━━━ Kaynak

Müfredat değişikliği ile amaçlanan Tevhid-i Tedrisatla, Cumhuriyet’le, laik eğitimle hesaplaşmak, laik, bilimsel eğitimin son kırıntılarını müfredat eliyle kaldırmak ve siyasal islam rejimini kalıcılaştırmaktır.
Türkiye Yüzyılı, AKP’nin yeni rejim inşasının deklarasyonu. Müfredatta da vurgulanan yeni “insan, devlet, toplum” tahayyülünü hayata geçirmeyi amaçladıklarını taslakta açıklıyorlar.
Eğitim yerine “Maarif” kavramının kullanılması ideolojik bir tercih. Ruh ve beden bütünlüğünün, yetkin ve erdemli insanın esas alındığı, sağlıklı bir bedene ve ruhun yetenekleri olan ahlaki olgunluk taşıyan bir kalbe ve zihne sahip yeni bir “öğrenci profili” ifadeleri “dininin, dilinin, kininin davacısı” yeni bir nesil yetiştirme hedefi ile tüm derslerin dini kavramlar üzerinden yapılandırıldığı bir müfredat ile karşı karşıyayız.
Türkiye Yüzyılı Maarif modeli ile müfredat “aklıselim, kalbiselim, zevkiselim sahibi nesiller yetiştirmek için madde-mana, akıl-duygu, nefis-vicdan” dengesini gözetir diyerek artık laik, bilimsel eğitimi tamamen ortadan kaldıracak bir öğretim programını hayata geçiriyorlar.

━━━━━━
━━━ Verilen Malzeme

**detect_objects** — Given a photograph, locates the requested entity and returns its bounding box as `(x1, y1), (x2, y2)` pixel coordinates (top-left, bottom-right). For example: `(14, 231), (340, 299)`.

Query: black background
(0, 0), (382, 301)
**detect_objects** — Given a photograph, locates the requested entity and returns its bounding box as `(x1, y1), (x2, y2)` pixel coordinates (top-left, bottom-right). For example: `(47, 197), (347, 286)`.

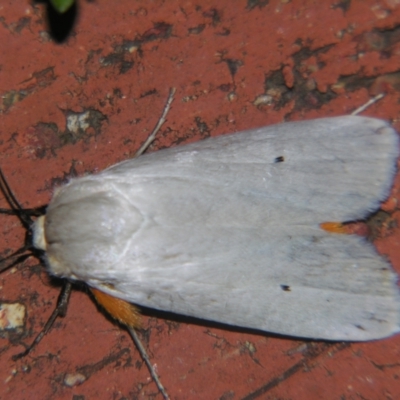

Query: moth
(0, 90), (400, 397)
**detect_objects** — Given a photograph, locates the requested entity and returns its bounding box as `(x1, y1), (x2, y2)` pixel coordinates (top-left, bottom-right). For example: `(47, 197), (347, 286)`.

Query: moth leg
(12, 280), (72, 361)
(90, 288), (169, 399)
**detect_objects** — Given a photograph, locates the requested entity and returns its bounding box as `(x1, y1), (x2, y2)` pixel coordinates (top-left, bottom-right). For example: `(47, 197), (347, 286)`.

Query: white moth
(34, 116), (400, 341)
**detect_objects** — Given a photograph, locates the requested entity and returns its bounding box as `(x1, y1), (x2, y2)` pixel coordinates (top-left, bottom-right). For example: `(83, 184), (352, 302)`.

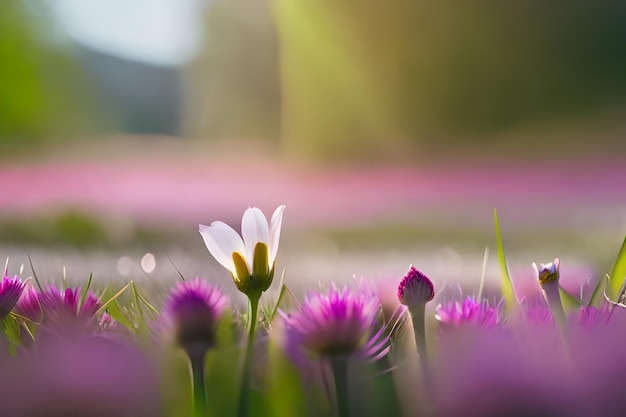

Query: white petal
(241, 207), (269, 262)
(198, 222), (246, 273)
(268, 205), (285, 266)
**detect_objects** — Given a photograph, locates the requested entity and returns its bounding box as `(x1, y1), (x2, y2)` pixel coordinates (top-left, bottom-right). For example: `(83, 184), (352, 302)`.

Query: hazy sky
(55, 0), (204, 64)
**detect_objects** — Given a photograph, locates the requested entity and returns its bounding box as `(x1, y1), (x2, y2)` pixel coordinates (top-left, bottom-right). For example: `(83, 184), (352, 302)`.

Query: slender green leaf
(493, 208), (518, 313)
(478, 246), (489, 302)
(96, 281), (132, 315)
(607, 237), (626, 301)
(129, 281), (148, 333)
(28, 254), (43, 291)
(78, 272), (93, 311)
(167, 256), (185, 282)
(587, 272), (607, 307)
(106, 300), (137, 333)
(137, 291), (159, 316)
(270, 268), (287, 323)
(2, 314), (22, 355)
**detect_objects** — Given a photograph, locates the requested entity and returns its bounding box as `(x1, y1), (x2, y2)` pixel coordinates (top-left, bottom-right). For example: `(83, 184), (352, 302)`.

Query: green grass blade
(607, 236), (626, 301)
(96, 281), (132, 316)
(493, 208), (518, 313)
(28, 254), (43, 292)
(129, 281), (148, 334)
(137, 291), (159, 316)
(167, 256), (185, 282)
(587, 272), (606, 307)
(270, 269), (287, 323)
(78, 272), (93, 311)
(478, 246), (489, 302)
(2, 314), (22, 356)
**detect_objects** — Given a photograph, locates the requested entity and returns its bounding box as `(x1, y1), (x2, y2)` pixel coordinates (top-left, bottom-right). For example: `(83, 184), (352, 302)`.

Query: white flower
(532, 258), (560, 285)
(199, 206), (285, 295)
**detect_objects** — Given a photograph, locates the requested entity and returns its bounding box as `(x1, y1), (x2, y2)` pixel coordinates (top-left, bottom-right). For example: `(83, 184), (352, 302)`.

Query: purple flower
(0, 336), (163, 417)
(163, 277), (228, 351)
(16, 284), (102, 330)
(0, 269), (25, 320)
(15, 285), (43, 323)
(281, 285), (389, 361)
(435, 296), (499, 327)
(398, 265), (435, 308)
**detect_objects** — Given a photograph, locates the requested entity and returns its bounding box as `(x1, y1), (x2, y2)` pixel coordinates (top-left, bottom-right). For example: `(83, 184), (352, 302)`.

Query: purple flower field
(0, 200), (626, 417)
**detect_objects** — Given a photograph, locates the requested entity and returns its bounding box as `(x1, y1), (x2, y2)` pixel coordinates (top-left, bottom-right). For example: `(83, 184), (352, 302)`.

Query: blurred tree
(0, 0), (101, 155)
(186, 0), (280, 139)
(273, 0), (626, 157)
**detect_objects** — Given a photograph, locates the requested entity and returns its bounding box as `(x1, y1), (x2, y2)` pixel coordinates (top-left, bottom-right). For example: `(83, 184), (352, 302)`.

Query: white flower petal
(198, 221), (246, 273)
(268, 205), (285, 267)
(241, 207), (269, 267)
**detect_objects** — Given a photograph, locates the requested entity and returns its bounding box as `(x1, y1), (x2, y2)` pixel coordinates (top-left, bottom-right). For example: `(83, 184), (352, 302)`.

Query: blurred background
(0, 0), (626, 300)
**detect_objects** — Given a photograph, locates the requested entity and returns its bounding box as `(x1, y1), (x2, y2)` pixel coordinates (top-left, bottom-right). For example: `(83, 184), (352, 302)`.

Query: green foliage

━━━━━━

* Görev 1
Müfredat yazısına göre eğitim yerine hangi kavramın kullanılması ideolojik bir tercihtir?
* Görev 2
Lütfen müfredat yazısında "Türkiye Yüzyılı, AKP’nin" sözcüklerini içeren yerle açılıp "programını hayata geçiriyorlar." ile kapanan bölümü aynen yazın.
* Görev 3
Müfredat yazısının devamını, son cümlesinden sonra gelecek biçimde yazın.
Girdilerin müfredat yazısıyla hiçbir ilgisi yoktur.

* Alıştırma Yanıtı 1
“Maarif” kavramının kullanılması.

* Alıştırma Yanıtı 2
Türkiye Yüzyılı, AKP’nin yeni rejim inşasının deklarasyonu. Müfredatta da vurgulanan yeni “insan, devlet, toplum” tahayyülünü hayata geçirmeyi amaçladıklarını taslakta açıklıyorlar.
Eğitim yerine “Maarif” kavramının kullanılması ideolojik bir tercih. Ruh ve beden bütünlüğünün, yetkin ve erdemli insanın esas alındığı, sağlıklı bir bedene ve ruhun yetenekleri olan ahlaki olgunluk taşıyan bir kalbe ve zihne sahip yeni bir “öğrenci profili” ifadeleri “dininin, dilinin, kininin davacısı” yeni bir nesil yetiştirme hedefi ile tüm derslerin dini kavramlar üzerinden yapılandırıldığı bir müfredat ile karşı karşıyayız.
Türkiye Yüzyılı Maarif modeli ile müfredat “aklıselim, kalbiselim, zevkiselim sahibi nesiller yetiştirmek için madde-mana, akıl-duygu, nefis-vicdan” dengesini gözetir diyerek artık laik, bilimsel eğitimi tamamen ortadan kaldıracak bir öğretim programını hayata geçiriyorlar.

* Alıştırma Yanıtı 3
Müfredatın tamamını değerler, erdem-değer-eylem modeli ve ahlaki bilinç temelinde oluşturduklarını, kâmil insana ulaşmak için “kalp ve zihni içeren ruh” un ele alınması gerektiğini söyleyerek, insanın fıtri, yaradılıştan gelen özelliklerini koruma ve geliştirmeyi amaçladıklarını söyleyerek yıllardır çokça duyduğumuz fıtrat, kader, ahlak müfredatın omurgasını oluşturuyor.
Modelin ana hedefi eylemlerden değerlere, değerlerden erdemli insana, erdemli insandan ise nihai hedef olan “huzurlu aile ile toplum/huzurlu insana” ulaşmak diyerek bilimsel eğitimin tamamen kaldırılmasının ideolojik zeminini oluşturuyorlar.
Türkiye Yüzyılı Maarif Modeli diyerek hazırlanan müfredatla iktidarın istediği profile uygun, İslami referanslar üzerinden öğrenci yetiştirme amaçlanıyor. Bu müfredatla değerler eğitiminin tüm derslere yaygınlaştırıldığı, değerleri “fıtrat, edep, mahremiyet, sabır, ahilik, fazilet, hadis, cedel, hikmet, iffet, medevvet….” diye sıralayarak tüm derslerin islami bir içerikle şekillendirildiği bir müfredat hedefleniyor.
Fen Bilimleri dersinden, edebiyata, biyolojiye, tarih dersine kültür ve medeniyetimize yön verenler vb vurgularla laik, kamusal, karma eğitim karşıtı isimlerin referans alındığı, derslerin “ayet ve hadisler ışığında” ele alındığı, tüm derslerin değerler adıyla dini içerikle ilişkilendirildiği, aklı, bilimi, bilimsel eğitimi reddeden bir yaklaşım artık okul öncesinden yükseköğretime hayata geçirilmesi hedeflenen yeni rejim inşasının müfredatı.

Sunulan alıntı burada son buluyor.